> Exercise description
Transcribe the listing below word for word.

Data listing
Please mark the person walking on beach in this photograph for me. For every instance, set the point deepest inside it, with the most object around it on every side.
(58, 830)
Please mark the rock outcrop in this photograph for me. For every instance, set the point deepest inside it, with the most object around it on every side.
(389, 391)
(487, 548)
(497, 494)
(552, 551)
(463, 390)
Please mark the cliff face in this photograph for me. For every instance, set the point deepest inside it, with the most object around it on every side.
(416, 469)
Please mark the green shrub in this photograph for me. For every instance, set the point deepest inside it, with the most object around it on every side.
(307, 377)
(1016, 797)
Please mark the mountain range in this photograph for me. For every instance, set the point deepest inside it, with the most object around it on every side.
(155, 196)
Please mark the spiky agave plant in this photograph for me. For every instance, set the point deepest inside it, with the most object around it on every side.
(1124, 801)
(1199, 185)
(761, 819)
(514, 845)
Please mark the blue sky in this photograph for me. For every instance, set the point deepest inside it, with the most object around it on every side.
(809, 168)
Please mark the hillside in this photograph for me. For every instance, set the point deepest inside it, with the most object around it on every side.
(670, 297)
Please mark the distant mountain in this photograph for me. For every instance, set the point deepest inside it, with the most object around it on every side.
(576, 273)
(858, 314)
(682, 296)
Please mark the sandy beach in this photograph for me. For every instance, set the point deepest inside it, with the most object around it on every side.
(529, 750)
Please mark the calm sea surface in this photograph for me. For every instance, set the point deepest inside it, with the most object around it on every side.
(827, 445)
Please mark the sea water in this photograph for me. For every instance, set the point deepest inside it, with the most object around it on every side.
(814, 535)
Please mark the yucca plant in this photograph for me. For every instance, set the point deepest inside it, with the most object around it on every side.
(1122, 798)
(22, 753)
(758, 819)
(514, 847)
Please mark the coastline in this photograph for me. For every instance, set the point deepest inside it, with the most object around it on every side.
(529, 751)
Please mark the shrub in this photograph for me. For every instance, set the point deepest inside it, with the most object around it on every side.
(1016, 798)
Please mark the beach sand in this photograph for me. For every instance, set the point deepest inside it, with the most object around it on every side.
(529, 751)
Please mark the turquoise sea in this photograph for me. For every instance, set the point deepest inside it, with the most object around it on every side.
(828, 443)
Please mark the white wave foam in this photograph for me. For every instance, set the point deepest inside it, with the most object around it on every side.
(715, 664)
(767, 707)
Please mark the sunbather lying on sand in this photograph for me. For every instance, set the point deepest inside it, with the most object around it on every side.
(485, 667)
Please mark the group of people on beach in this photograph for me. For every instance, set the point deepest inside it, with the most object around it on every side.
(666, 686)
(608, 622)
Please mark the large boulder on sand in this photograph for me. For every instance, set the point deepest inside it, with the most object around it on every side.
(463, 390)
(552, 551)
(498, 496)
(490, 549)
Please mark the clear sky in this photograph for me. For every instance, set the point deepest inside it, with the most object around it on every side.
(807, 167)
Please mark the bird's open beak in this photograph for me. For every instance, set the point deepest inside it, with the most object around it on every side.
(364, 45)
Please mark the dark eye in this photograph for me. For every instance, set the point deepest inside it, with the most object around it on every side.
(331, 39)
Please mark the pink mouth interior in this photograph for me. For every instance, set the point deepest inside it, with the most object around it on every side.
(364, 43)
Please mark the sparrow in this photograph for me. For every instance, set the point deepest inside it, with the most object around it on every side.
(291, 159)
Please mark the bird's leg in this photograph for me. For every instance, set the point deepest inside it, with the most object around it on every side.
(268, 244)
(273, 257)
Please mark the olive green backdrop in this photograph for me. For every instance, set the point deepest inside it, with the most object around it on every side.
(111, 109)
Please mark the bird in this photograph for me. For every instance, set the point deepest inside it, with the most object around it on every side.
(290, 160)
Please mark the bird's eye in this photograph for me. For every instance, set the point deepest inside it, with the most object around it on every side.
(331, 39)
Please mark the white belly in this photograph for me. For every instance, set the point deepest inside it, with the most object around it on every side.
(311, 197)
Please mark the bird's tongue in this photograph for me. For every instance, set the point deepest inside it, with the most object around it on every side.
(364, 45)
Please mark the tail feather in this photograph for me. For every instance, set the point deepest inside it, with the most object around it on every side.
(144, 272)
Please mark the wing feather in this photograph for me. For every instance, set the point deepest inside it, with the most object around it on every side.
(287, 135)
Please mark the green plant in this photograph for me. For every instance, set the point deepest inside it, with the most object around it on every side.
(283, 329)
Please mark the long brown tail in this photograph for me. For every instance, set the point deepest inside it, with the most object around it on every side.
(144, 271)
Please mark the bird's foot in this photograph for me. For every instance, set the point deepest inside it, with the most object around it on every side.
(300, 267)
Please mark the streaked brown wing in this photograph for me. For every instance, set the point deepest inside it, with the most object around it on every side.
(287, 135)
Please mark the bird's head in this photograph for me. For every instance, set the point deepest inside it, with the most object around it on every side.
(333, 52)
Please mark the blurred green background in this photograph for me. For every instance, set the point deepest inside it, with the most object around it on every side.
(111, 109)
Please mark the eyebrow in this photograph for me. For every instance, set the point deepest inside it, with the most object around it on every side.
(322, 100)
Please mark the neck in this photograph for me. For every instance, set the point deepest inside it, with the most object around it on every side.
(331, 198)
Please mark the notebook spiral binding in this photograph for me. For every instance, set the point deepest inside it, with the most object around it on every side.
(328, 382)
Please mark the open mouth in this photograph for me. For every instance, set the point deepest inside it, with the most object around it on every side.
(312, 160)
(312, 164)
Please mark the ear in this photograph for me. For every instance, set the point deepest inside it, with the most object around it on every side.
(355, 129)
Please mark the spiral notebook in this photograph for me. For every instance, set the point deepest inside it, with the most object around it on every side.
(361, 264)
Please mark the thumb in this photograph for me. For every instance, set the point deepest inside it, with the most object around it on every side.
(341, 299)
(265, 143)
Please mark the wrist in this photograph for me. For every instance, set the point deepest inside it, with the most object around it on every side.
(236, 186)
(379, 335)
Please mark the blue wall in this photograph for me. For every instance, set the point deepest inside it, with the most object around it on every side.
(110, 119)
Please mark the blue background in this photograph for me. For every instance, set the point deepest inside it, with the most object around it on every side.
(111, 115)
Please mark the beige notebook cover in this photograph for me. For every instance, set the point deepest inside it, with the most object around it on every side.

> Task response
Please mark the person walking on beach in this photograph for me. For every instance, set the point deepest inside it, with the most object around it on every side.
(58, 830)
Please mark the rock outcrop in this photograph for me. For every instance, set the point deepest inside it, with the most object around it on every side.
(389, 391)
(487, 548)
(497, 494)
(552, 551)
(463, 390)
Please mark the cliff face in this photograph for me. For every instance, set the point deepest inside it, with the most object around it on every side.
(416, 469)
Please mark the green shrub in this photograph for me. For every instance, set the point deepest inside it, with the most object around it on every side.
(307, 377)
(1016, 797)
Please mark the mountain range in this photograph for me. For every instance, set the point deepest inside it, with the most object around it on every side.
(155, 196)
Please mark the spiky agave plant in this photograph for me. For every instance, set the point deepest inside it, with the most object around it on every side.
(1124, 801)
(1199, 185)
(761, 819)
(514, 845)
Please mark the blue sky in this photograph for me. For every instance, set the point deepest inside it, with the most object around it on every side.
(809, 168)
Please mark the hillside in this photograph for me. For every instance, set the point deepest inside it, with the most object around it on every side.
(670, 297)
Please mark the distant mountain in this photograph for me. For every instance, set the point deepest inside it, with the most object around it on every side.
(576, 273)
(858, 314)
(682, 296)
Please mark the sandy beach in this photograph for me. For every instance, set the point deepest inside it, with the most object around it on every side.
(529, 750)
Please mark the calm sea surface in this photograph for me. For every instance, set the point deepest inside it, with the most object around it on every side.
(827, 445)
Please mark the sea water in this photograph for me. For every instance, set the point deepest inside it, with the most object around it on every side.
(814, 535)
Please mark the yucca plant in this photograph for me. For every instance, set the point deepest inside it, with the most object around it on every side.
(1122, 798)
(22, 753)
(758, 819)
(514, 847)
Please mark the coastline in this photograph for me. For every instance, set the point deepest inside it, with the most object around it on every side.
(529, 751)
Please mark the shrub in this photograph for me. For every instance, set the point deepest inside it, with the most object around it on every side.
(1016, 798)
Please mark the beach sand in this photograph for me. For every instance, set the point deepest inside it, with the most object around it on every side.
(529, 751)
Please mark the turquoise sea in this photograph for me. For every instance, set the point deepest inside it, with the most object around it on every side.
(828, 443)
Please mark the white wave foam in this photograph for me. For every instance, set the point deepest inside it, with the most object around it on every side.
(715, 664)
(767, 707)
Please mark the sunbather lying on sand in this photograph for me. For every instance, set the point deepest inside it, with the most object around it on every side.
(485, 667)
Please mark the group of people on beach in this photograph for me. For every instance, set the point deepest inside it, with the most object around it on every side.
(666, 686)
(608, 622)
Please mark the large boulder on sand in this photograph for me. For every instance, set the point deepest inside it, with the most object around it on every side.
(463, 390)
(552, 551)
(498, 496)
(490, 549)
Please mark the clear sky in this photograph for me. For every instance, set the point deepest inside it, with the most object around it on every side.
(807, 167)
Please mark the bird's open beak in this photograph for me. For every instance, set the point deepest inside it, with the most object around it on every side.
(364, 45)
Please mark the dark eye in this photograph for me. For every instance, set the point deepest inside it, with the most object around it on every side.
(331, 39)
Please mark the pink mouth interior in this photograph for me. For every instance, set the point deepest inside it, with the most object around it on every side.
(364, 43)
Please mark the sparrow in this photograph for me. For every instance, set the point deepest inside it, with the most object around it on every side.
(291, 159)
Please mark the bird's leg in this photograph for me. For every instance, set the point deepest inside it, with the most object around it on every side.
(268, 244)
(273, 257)
Please mark the olive green backdrop in this photograph for me. For every instance, set the point deepest inside it, with the most object around it on every side.
(111, 109)
Please mark the bird in this photograph for me. For every instance, set the point deepest inside it, with the most object around it on every side.
(290, 160)
Please mark the bird's eye in this photograph for me. For every instance, set the point deepest inside it, with the most object around it on every side.
(331, 39)
Please mark the white belly in this photograph for me. For every instance, set the point deepest inside it, with the most object around it on every side.
(311, 197)
Please mark the bird's tongue in this photograph for me. For every instance, set the point deepest inside it, with the most object around it on every side.
(364, 45)
Please mark the tail feather in this photograph for me. For every instance, set the point deepest inside it, with the most object around it on every side.
(144, 272)
Please mark the wing feather in this photograph for me. For every instance, set the point deepest inside it, with the most object around it on every side.
(287, 135)
Please mark the green plant in this photograph for me. For every instance, set the point deepest inside it, with the most object around it on every side.
(283, 329)
Please mark the long brown tail in this photograph for me. For every instance, set the point deepest inside it, with the most object around it on every side.
(144, 271)
Please mark the bird's foot in this photograph for me. For every instance, set the point deepest inside it, with the most object around it on every side.
(300, 267)
Please mark the streaked brown wing in this photograph for me. For every instance, set the point deepest inside it, with the most object around it on every side.
(287, 135)
Please mark the bird's head in this photograph for me. For every instance, set the point deepest inside it, with the most object around it on every side.
(333, 52)
Please mark the blurred green background in this photograph for me. For every instance, set the point deepest inside it, with the most object around it on every side.
(111, 109)
Please mark the eyebrow in this photograph for me. For every instance, set the point deepest inside it, with the most object around it on every side.
(322, 100)
Please mark the neck in this photograph for me. For every instance, set the point deepest inside it, with the most object around it on every side.
(331, 198)
Please mark the notebook spiral binding in this photograph for me. For every instance, set the point deepest inside it, with the most object around it on every side.
(328, 382)
Please mark the open mouth in this photograph for me. For every instance, set the point deepest inside it, with the most object around it on every side.
(312, 160)
(312, 164)
Please mark the ear in this photograph for me. For every instance, set the point deepest inside it, with the most object around it on every side.
(355, 129)
Please mark the spiral notebook in this photograph for me. For every instance, set the point deepest inside it, with the most object around it on every side.
(361, 264)
Please mark the thumb in this photograph for me. For every instance, set the point deepest inside it, with the most object around it on every side.
(341, 299)
(265, 143)
Please mark the wrist in this photograph for me. For every instance, set the point deepest inside it, with the most object around it on every side.
(236, 186)
(379, 335)
Please mark the blue wall in this photograph for me. For every instance, set the point deepest inside it, with the most object around it on every side.
(110, 119)
Please mark the blue background in this photograph for me. For every instance, set the point deepest inside it, with the most object around it on every side.
(111, 115)
Please mark the beige notebook cover in this photograph for me. For every instance, set the point deepest inside it, with the most object around it on every side.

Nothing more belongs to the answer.